*** Stored data ***
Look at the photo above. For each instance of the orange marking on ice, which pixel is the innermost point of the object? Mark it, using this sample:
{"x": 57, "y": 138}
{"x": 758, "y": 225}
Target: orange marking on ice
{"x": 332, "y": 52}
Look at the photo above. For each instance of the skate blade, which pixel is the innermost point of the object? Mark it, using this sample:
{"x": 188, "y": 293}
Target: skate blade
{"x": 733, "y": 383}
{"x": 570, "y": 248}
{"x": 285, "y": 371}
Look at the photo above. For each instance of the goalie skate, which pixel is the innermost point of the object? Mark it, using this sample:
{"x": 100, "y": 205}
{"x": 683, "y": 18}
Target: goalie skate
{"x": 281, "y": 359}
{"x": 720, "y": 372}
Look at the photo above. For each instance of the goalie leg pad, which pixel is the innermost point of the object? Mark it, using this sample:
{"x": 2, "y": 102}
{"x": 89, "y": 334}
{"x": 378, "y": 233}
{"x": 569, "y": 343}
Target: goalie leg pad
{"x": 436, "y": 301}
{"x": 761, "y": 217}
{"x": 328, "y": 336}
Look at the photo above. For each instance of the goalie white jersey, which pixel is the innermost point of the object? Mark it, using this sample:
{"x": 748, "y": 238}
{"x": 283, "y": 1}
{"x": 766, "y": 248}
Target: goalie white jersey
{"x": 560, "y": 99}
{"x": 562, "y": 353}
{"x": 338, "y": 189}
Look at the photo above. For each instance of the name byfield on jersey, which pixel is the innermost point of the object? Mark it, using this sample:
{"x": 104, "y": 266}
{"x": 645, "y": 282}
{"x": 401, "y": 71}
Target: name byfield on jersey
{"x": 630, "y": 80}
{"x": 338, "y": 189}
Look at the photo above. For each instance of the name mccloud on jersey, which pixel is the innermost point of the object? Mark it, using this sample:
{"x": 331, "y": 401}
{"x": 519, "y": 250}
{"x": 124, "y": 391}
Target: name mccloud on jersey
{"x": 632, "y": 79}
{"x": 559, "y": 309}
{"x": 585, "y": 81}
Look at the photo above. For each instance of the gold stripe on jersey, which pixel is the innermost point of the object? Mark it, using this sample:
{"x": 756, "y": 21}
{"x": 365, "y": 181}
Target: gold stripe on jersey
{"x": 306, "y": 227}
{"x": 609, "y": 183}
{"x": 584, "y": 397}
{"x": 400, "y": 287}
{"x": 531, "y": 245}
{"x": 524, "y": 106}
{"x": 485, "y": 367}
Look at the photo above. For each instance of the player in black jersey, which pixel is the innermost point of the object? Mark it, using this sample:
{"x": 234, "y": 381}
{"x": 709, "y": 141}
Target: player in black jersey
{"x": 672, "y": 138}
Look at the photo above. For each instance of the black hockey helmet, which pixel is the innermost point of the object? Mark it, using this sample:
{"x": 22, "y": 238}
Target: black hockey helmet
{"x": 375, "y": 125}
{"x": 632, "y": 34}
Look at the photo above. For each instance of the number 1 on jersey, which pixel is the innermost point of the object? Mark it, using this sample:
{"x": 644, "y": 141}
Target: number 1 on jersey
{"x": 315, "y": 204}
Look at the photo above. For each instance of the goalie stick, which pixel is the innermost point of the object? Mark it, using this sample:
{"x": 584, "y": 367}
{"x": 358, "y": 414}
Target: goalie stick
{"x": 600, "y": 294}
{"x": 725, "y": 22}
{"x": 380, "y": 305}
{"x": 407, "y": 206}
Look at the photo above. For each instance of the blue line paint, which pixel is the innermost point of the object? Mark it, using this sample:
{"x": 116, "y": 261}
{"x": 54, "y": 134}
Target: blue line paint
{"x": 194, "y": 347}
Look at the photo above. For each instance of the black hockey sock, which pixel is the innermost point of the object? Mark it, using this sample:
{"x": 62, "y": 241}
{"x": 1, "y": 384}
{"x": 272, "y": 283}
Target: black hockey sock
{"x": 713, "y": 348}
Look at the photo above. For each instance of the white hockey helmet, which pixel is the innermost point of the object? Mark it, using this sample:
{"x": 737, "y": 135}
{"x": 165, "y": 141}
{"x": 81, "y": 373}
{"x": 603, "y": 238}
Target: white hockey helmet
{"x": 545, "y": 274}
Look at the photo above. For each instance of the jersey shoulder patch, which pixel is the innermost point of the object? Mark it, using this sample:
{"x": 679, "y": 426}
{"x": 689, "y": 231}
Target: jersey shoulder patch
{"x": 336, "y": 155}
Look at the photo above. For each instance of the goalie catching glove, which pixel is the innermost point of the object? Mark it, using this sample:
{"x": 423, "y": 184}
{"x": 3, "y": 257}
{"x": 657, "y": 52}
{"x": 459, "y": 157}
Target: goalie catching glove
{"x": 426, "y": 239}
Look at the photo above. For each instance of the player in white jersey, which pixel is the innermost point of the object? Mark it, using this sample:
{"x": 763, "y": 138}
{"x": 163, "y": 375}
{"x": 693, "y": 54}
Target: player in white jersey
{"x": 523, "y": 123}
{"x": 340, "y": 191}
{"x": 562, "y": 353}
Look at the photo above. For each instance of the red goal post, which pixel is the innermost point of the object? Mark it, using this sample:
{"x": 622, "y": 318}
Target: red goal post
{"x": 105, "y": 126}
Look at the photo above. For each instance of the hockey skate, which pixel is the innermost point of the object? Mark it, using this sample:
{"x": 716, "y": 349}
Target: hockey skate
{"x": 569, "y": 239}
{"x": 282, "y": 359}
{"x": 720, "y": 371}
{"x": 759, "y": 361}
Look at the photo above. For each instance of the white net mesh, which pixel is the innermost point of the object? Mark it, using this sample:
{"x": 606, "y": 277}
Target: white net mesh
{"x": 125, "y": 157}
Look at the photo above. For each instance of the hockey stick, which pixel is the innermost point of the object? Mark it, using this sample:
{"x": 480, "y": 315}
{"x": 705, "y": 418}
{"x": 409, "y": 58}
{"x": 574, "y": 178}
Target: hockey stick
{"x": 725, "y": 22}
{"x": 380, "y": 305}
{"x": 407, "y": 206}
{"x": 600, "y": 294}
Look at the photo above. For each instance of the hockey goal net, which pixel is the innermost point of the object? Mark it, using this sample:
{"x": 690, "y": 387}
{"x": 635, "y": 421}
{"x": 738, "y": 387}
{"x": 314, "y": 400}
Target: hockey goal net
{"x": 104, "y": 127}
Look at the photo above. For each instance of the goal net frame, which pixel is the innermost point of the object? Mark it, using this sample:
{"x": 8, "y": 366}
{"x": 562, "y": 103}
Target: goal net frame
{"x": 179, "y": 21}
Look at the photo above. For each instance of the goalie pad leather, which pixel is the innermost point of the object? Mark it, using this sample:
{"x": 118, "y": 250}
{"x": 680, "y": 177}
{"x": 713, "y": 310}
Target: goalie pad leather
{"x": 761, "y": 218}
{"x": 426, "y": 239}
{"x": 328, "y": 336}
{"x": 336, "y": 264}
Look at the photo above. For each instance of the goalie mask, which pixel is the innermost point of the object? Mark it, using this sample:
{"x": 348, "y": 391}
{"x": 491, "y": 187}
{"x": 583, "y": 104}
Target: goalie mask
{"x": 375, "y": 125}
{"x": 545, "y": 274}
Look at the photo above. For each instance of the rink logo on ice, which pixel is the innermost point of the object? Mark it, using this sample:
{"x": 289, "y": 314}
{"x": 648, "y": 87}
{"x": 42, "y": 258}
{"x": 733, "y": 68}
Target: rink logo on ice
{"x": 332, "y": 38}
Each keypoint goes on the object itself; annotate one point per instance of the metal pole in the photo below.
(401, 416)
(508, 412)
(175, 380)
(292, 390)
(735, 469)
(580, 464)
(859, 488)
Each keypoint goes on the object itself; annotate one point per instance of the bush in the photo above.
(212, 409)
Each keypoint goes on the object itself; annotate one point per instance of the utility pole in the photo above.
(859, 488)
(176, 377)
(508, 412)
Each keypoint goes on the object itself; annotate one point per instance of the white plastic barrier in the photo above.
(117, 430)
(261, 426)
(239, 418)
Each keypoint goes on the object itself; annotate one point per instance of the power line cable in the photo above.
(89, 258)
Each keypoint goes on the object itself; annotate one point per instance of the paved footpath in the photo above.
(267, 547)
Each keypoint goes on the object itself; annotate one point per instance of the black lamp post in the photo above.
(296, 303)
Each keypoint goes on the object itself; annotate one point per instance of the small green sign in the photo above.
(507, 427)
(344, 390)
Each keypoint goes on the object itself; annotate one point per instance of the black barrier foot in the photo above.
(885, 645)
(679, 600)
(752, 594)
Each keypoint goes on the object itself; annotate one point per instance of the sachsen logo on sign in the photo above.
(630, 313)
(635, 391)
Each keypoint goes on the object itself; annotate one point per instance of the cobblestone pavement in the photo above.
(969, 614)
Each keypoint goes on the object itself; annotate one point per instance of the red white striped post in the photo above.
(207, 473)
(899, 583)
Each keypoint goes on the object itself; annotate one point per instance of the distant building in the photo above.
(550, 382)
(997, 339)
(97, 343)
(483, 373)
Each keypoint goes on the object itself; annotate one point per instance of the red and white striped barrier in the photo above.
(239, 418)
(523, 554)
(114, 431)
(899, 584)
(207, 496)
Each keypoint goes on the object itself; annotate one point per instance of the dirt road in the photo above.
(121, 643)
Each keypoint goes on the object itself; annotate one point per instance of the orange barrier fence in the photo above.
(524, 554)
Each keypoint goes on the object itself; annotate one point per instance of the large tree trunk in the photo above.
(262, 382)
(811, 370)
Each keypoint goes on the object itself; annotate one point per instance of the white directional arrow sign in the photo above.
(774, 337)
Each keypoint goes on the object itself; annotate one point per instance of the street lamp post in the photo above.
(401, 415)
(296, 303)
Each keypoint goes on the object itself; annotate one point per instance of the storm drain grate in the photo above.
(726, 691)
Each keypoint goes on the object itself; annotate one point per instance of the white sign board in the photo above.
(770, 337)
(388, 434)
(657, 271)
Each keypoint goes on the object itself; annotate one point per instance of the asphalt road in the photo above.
***
Retype the lines above without alteration. The first is the one containing "arrow sign in the photo above.", and the last is the final line of the data.

# Answer to the problem:
Each keypoint goes on the object itself; annotate one point per instance of the white directional arrow sign in the photo above.
(774, 337)
Each keypoint goes on the object itself; annotate one point per instance of the street lamp post in the photo above.
(401, 415)
(296, 303)
Each keypoint goes on the object itself; annotate one point per instance of the storm drain grate in the photo above.
(726, 691)
Each keypoint goes on the object itself; annotate one point per instance of the white sign board in the photo above.
(770, 337)
(388, 434)
(657, 271)
Each keypoint goes on the object itself; annotate one point per instance of the asphalt road in the photo above.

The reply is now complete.